### [Direction]
Reproduce the data from its start up to and including the line with "<point>822,379</point>", requests included, and multiply each point coordinate in the answers by 0.5, rounding to whole numbers with halves going up. Give only those lines.

## Begin

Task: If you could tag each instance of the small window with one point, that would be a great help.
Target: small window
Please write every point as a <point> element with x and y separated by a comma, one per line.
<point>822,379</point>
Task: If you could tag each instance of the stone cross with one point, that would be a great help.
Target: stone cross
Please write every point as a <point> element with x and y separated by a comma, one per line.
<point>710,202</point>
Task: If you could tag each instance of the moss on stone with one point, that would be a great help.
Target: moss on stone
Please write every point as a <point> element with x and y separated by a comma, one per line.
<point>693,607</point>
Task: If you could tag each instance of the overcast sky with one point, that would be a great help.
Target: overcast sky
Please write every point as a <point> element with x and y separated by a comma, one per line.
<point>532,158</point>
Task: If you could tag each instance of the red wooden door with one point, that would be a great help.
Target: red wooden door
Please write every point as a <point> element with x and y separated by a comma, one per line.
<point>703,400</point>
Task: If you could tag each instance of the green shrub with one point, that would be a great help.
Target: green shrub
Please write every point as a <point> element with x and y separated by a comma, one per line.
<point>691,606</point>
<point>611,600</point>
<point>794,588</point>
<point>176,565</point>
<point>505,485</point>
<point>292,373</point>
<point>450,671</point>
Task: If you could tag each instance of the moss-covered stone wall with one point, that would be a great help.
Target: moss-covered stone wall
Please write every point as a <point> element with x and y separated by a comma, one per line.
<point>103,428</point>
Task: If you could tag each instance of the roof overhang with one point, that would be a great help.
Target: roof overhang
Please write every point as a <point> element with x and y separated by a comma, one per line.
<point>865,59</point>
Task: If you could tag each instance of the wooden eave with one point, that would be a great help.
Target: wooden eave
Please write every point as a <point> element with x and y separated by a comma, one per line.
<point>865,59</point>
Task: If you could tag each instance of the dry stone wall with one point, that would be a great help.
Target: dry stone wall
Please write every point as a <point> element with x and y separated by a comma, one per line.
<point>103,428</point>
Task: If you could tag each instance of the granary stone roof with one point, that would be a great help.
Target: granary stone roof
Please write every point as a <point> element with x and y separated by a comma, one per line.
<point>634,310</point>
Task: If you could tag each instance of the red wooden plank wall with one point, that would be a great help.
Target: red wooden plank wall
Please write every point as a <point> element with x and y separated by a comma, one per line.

## End

### [Reply]
Task: If you could tag each instance of the small window with one point, that would be a great help.
Target: small window
Please write every point as a <point> element with x and y separated by a comma, one per line.
<point>411,190</point>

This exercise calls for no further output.